His routine was meant to be a testament to the progressive nature of specialty coffee itself, and you can follow that notion down its logical rabbit hole by asserting that Mr. Harmon himself is evidence of this progression. He returns home to Dublin, a city whose progress towards becoming a specialty coffee town owes much to Mr. Harmon’s own 3fE coffee bars, and whose developing barista community surely must see Colin as a kind of Gaelic Moses (with shorter hair). We’ll see him next at the hotly-awaited upcoming Tamper Tantrum event in Nice.
These competitions are important, but so is a bit of perspective – Colin, in so many ways, you’ve already won.
Matt Perger – St. Ali, Melbourne, Australia
No host nation has ever won the World Barista Championship. Matt Perger was not just the host nation’s champion, but a working resident of Melbourne, the host city. If you were lucky enough to be there in the crowd on Day One of the WBC, you’ll never forget the blood-curdling fervor in that competition hall, a raucous packed mad shi’douse of well-wishers and #TeamPerger partisans who stuffed the stadium to its gills and more. It sticks with us now, even after everything else we got to see that weekend, that rock concert basketball playoff atmosphere during Matt’s first run.
Matt Perger’s WBC routine will, we confidently predict, wind up being a bellweather moment in the development of new trends in specialty coffee service. There’s something to ape for everyone: the frozen espresso vessels; Matt’s bold confidence in implementing the “nutation” tamping technique; a signature beverage comprised entirely of espresso and water, pulled from the Nuova Simonelli; post-grinder particle sifting directly into the portafilter basket; and a boggling degree of intentionality w/r/t the grazing habits of two milk cows, called “Freckles” and “Blossom”, respectively. You can jump in at any moment of this routine and start learning.
And he’s a showman, too, which is worth mentioning, because this is a show after all. With all that pressure – the hometown crowd, his Brewers Cup win in 2012, the incredible promise of his still-young career – Matt Perger managed to actually have fun on stage at WBC. All three times, you could sense and see his genuine joy in being able to share his research and methodology with the judges, and by proxy, the rest of us. When you work and train for those moments as long as he has, the catharsis that comes with finally getting out there and doing it must just be tremendous.

☆ ☆ ☆ ☆ ☆ ☆ ☆

- **Given exercise 1**
Quote the barista championship text word for word, everything from "His routine was" down to "event in Nice.".
The text about the barista championship and the records are unrelated material.

Records from an annotation dataset

☆ ☆ ☆ ☆ ☆ ☆ ☆

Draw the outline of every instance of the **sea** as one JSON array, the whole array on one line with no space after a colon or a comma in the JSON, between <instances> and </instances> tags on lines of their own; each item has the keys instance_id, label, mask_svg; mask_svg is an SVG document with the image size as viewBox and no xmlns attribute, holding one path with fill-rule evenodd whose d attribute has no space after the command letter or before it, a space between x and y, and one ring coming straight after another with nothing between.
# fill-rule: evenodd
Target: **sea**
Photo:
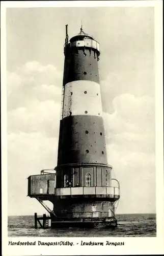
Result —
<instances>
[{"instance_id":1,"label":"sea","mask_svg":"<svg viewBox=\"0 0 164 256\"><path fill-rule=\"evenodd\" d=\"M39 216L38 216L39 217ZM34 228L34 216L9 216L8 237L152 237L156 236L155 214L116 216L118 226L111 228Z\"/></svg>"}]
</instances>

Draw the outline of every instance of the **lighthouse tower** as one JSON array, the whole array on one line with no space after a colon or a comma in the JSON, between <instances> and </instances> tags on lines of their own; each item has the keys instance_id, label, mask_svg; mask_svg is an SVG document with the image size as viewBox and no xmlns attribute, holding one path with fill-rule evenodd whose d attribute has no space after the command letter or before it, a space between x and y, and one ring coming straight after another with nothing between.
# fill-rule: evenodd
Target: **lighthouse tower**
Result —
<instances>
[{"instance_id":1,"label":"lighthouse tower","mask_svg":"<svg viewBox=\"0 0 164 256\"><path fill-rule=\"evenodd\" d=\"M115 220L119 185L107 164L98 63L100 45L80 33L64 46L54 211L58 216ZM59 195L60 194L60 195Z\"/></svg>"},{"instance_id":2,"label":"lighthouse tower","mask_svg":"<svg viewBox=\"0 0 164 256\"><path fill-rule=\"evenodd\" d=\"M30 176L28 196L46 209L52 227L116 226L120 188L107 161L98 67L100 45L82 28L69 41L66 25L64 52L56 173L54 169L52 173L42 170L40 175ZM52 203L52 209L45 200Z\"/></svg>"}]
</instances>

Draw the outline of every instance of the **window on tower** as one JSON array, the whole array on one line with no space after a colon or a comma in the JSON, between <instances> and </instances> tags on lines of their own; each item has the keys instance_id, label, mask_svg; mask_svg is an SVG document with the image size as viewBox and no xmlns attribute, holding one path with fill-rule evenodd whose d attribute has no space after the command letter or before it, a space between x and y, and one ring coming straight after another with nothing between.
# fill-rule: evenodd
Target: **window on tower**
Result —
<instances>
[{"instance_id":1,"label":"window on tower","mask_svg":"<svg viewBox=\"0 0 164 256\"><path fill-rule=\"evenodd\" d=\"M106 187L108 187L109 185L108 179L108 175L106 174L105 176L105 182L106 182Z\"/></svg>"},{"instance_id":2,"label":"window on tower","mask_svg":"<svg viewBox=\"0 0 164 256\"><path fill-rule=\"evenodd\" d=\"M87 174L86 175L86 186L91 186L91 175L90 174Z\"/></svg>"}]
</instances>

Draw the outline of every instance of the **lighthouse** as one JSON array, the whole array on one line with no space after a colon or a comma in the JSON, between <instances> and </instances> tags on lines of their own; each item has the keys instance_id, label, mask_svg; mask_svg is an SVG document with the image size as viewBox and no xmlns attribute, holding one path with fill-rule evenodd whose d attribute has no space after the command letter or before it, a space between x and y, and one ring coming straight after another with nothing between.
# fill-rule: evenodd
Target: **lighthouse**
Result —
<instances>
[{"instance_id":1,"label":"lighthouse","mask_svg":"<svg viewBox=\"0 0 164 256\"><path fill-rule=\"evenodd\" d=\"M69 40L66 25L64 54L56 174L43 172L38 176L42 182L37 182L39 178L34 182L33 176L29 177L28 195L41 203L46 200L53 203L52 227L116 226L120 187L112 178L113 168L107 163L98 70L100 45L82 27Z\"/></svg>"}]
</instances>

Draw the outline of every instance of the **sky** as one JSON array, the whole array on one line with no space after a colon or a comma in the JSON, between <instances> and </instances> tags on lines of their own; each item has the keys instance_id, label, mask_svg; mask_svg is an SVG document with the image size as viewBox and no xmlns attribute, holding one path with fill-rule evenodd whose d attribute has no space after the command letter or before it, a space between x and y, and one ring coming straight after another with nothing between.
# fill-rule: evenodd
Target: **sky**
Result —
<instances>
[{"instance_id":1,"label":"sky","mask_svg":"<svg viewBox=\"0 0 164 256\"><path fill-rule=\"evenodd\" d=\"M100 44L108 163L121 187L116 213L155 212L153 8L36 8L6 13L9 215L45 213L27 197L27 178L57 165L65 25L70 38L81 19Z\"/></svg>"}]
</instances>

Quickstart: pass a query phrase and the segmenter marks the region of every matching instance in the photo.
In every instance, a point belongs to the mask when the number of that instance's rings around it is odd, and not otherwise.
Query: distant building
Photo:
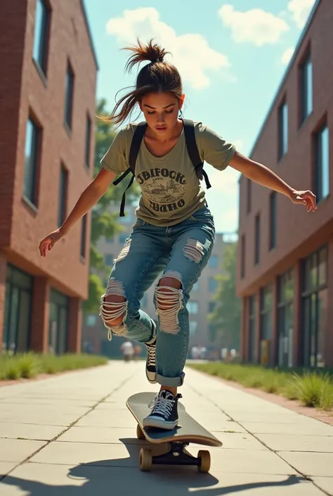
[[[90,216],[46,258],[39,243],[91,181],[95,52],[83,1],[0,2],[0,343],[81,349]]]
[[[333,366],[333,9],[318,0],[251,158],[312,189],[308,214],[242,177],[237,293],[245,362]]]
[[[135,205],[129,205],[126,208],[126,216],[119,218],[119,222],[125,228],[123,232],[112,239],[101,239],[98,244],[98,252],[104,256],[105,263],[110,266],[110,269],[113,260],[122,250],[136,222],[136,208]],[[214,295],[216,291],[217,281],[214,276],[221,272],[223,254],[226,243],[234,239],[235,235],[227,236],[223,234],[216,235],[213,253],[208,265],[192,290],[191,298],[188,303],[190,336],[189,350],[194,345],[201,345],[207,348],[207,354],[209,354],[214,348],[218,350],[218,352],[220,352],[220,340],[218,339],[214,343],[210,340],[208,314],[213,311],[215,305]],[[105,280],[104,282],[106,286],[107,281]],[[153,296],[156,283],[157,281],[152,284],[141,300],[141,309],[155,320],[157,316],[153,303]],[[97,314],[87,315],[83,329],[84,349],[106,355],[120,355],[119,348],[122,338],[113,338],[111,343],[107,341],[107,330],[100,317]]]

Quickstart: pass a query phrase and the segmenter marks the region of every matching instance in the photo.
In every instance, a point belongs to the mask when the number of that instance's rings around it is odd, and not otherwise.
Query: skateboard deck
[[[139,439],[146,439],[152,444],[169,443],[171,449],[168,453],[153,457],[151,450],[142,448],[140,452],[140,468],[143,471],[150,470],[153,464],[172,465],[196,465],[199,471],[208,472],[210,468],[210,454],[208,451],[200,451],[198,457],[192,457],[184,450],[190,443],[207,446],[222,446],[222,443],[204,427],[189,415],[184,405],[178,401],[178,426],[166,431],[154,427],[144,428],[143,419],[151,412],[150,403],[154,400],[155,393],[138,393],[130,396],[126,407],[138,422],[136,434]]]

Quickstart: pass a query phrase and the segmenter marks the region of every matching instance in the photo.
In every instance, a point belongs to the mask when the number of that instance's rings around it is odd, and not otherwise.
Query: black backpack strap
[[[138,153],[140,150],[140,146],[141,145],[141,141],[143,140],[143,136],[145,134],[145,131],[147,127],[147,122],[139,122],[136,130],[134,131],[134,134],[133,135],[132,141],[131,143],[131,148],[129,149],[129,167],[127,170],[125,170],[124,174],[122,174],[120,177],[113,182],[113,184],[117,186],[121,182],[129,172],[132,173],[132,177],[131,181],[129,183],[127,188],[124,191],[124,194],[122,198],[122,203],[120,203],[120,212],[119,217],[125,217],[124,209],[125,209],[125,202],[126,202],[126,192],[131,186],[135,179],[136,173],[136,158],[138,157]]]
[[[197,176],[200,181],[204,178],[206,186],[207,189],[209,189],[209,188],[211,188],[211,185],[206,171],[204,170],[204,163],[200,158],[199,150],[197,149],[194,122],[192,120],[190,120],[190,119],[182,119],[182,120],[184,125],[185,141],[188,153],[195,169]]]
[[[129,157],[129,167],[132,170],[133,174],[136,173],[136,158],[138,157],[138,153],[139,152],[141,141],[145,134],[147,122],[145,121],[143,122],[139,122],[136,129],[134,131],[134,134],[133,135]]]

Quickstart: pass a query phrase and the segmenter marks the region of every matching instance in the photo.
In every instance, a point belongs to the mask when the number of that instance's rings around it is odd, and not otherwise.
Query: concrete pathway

☆ ☆ ☆ ☆ ☆ ☆ ☆

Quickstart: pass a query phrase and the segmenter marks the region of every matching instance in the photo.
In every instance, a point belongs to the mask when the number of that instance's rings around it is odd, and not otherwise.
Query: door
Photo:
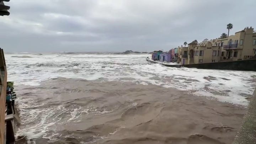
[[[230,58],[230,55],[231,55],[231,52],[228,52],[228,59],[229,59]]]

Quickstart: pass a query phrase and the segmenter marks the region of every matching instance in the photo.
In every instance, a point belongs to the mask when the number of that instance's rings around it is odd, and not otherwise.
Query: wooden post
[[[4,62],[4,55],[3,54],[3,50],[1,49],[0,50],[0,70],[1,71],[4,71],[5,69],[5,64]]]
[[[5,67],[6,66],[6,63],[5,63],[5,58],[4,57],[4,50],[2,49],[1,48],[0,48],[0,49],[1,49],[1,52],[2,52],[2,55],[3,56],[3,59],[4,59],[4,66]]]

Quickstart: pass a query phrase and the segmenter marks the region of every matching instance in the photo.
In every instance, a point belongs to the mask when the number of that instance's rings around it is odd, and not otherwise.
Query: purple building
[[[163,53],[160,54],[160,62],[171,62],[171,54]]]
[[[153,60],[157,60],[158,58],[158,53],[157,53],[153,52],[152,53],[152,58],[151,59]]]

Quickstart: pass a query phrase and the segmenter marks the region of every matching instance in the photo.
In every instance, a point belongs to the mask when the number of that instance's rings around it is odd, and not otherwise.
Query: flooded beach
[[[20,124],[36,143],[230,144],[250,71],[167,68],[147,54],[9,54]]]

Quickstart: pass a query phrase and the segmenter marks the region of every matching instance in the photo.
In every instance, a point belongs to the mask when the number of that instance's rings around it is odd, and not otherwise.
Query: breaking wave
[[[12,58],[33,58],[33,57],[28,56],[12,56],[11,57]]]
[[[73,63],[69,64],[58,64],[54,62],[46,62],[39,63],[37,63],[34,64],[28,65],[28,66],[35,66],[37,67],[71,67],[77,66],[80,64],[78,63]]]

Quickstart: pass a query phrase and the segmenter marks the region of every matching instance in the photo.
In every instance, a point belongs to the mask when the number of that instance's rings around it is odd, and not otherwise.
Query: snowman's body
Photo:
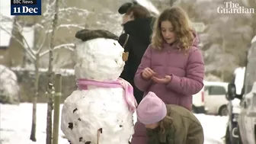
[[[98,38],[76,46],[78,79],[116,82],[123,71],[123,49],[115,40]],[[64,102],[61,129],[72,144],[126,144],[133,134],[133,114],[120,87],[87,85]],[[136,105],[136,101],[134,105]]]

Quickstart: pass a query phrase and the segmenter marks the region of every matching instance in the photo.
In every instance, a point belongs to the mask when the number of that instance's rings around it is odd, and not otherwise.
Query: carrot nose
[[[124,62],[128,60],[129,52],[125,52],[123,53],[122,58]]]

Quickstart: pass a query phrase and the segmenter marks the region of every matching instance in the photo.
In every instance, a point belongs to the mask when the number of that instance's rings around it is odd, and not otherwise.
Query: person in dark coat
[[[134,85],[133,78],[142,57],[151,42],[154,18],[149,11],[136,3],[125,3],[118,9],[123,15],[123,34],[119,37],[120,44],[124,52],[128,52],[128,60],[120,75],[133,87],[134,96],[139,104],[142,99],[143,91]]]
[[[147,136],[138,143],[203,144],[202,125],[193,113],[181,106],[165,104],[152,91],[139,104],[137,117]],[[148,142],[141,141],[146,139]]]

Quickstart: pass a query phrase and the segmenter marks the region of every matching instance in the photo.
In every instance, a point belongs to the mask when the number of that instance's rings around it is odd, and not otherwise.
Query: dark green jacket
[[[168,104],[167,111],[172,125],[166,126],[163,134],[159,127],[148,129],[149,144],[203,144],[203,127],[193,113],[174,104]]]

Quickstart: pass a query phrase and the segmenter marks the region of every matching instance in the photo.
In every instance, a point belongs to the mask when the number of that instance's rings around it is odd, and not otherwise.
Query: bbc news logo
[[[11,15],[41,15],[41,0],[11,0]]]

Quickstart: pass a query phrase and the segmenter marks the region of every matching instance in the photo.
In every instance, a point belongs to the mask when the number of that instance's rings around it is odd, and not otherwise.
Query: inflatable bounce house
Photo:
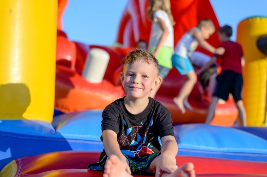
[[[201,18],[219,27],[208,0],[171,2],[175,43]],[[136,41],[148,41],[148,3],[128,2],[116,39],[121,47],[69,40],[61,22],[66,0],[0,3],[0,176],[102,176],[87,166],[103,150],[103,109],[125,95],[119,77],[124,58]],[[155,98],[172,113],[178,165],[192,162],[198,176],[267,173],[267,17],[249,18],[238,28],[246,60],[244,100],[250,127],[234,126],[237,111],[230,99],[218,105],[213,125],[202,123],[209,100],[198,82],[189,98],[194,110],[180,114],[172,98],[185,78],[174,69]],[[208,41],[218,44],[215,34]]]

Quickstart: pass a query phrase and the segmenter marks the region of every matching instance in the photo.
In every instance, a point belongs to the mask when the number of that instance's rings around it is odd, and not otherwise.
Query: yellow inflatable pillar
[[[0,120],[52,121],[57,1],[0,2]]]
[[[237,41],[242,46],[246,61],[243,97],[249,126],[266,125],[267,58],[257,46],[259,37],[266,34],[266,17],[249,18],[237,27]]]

☆ ☆ ☆ ☆ ☆ ☆ ☆

- **Given exercise 2**
Count the lines in the records that contain the string "building", treating case as significant, and reply with the number alone.

- **Answer 1**
His routine was meant to be a testament to the progressive nature of specialty coffee itself, and you can follow that notion down its logical rabbit hole by asserting that Mr. Harmon himself is evidence of this progression. He returns home to Dublin, a city whose progress towards becoming a specialty coffee town owes much to Mr. Harmon’s own 3fE coffee bars, and whose developing barista community surely must see Colin as a kind of Gaelic Moses (with shorter hair). We’ll see him next at the hotly-awaited upcoming Tamper Tantrum event in Nice.

- **Answer 2**
2